# Work to do:
1. In the game day forum thread, reproduce the passage starting with "## fodigg (Jun" and going on through "his own magic!".
2. In the game day forum thread, how many attendees does the sign-in sheet record?
3. Write the next part of the game day forum thread, picking up after its final sentence.

# Selection:
☆ ☆ ☆ ☆ ☆
Agon/Delta Green = Total Party Kill. General Cthuloid Combat Rule #1: let the monsters kill each other. GCCR #2: shoot the summoner first, even if he's a retired general.

Yes, the game did take on a political tone towards the end, but I enjoyed the fact that we could have a game that plays with Sex, Religion, Politics, 5th Generation Warfare theory - and it was all still fun.


----------



## buzz (Jun 15, 2008)

Pie. Cthulhu. Minitaurs.

Wow.

I'll be posting my pics later (more pie shots!), but for now...

As always thanks to Curt and the Crew at Games plus. According to the sign-in sheet, we had 44, but I think the real number is more like 45. That's above-average for us, which I hope translated into a good sales day for the store.

Thanks to Rob, Troy, Kelly, Keightie, and newcomers Dan and Rachel for the morning Paranoia. I'd never played it before, but now I am Happy™!

Thanks to Keith, Reid, Keightie (again!), Josh, and Gwen for the (D)Agon. The system and setting were a very cool combo, and the conspiracy was one of which the Smoking Man would have been proud.  I do apologize that I was ducking in and out quite a bit, but, y'know, pie. 

Special thanks goes out to Mark for always keeping an eye out for walk-ins and helping to make sure seats were found for those who needed them. Kudos, sir.

And double special thanks to Chris' girlfriend for being such a great sport about the pie. That's a landmark moment in Gameday history.  Nice touch, Bill.

My friend Keightie gave Gameday a definitive thumbs-up. We may see her making the trip from Wyoming more often in order to attend...

BOOYAH!


----------



## Sharraunna (Jun 15, 2008)

Thank yous go to:
Curt and the Games Plus crew, for being gracious hosts, as always.
WJMacGuffin, for running the games.
MacGuffin's wife, for being very cool.
And Rapora, for being such a good sport.


----------



## fodigg (Jun 15, 2008)

Trevalon Moonleirion said:
			
		

> Welcome to the boards and more importantly, yes, he was.  The sorcerer got pummeled by the group and then fumbled his sorcery check and killed himself with backlash from his own magic!






			
				ekb said:
			
		

> Dieter says: "Ja! Mein gravity-enhancer wast effektiv in un-pimping die efil sorceror. Und now ist the time vee tanz to the majesty of Donnie und Marie!"
> 
> Reality: the session ended not much after you left due to the sorceror boss botching his roll. Ow!




Cool!  Not a bad way for the bad guy to get what's coming to him.


----------



## xrpsuzi (Jun 15, 2008)

Thanks for everyone who made Games Day happen! It was a blast!

Great to meet and game with new people and see old friends again.


----------



## ekb (Jun 16, 2008)

*Horror-Conspiracy GMing at GD*



			
				buzz said:
			
		

> Thanks to Keith, Reid, Keightie (again!), Josh, and Gwen for the (D)Agon. The system and setting were a very cool combo, and the conspiracy was one of which the Smoking Man would have been proud.  I do apologize that I was ducking in and out quite a bit, but, y'know, pie.



I wish I could take credit for being such a twisted person, but...
☆ ☆ ☆ ☆ ☆
# Data shown:

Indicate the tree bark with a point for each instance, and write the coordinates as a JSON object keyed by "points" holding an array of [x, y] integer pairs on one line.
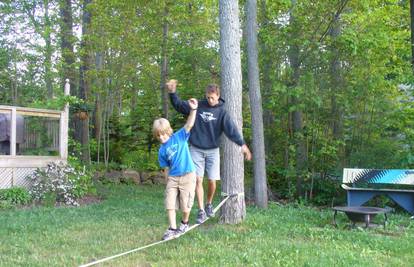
{"points": [[66, 45], [84, 83], [234, 210], [268, 116], [336, 84], [164, 63], [259, 161], [297, 114], [412, 31], [48, 49]]}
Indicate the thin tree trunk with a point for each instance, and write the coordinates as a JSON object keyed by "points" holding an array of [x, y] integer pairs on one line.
☆ ☆ ☆ ☆ ☆
# Answers by task:
1.
## fodigg (Jun 15, 2008)

Trevalon Moonleirion said:
			
		

> Welcome to the boards and more importantly, yes, he was.  The sorcerer got pummeled by the group and then fumbled his sorcery check and killed himself with backlash from his own magic!

2. 44

3.
http://www.delta-green.com/humor/andrea.htm  was the core of the story behind the 2 NPCs turned PCs. Unless you know a good amount of trivia about the longest-running Hanna-Barbera cartoon franchise, it's only funny in spots...
http://fairfieldproject.wikidot.com/schrodinger-s-dilemma was the setup for the "distraction" sub-plot. Since having  V and S in the equation, F and D were implied... so why not have them as cultists?
http://www.dyingearth.com/gumshoe/esoterrorists/files/Operation Antler1 0.pdf was the main plot (for Gumshoe system - which is the root of Trail of Cthulhu)... but it was far too linear for my tastes. Throw in the entire semantic debate that DG is actually a domestic terrorist group attacking other terrorists... yeah, it gets convoluted very quickly.
Much of the tone of the game was actually the work of the players. Discrediting the MUFON guy was flawless! The recommendation and suggestion that TV trucks can pick up cellphone signals - priceless! Result? pure paranoia.
BTW - tell Keightie that she needs to run Deadlands next GD. I'll bring the "tasty beverages" discussed...


----------



## thalmin (Jun 16, 2008)

Thank you to everyone. Especially thanks to buzz for organizing another fun-filled GameDay. And special thanks to the GMs for running.

Joe and Suzi, it was great seeing you again. You are always welcome to come back.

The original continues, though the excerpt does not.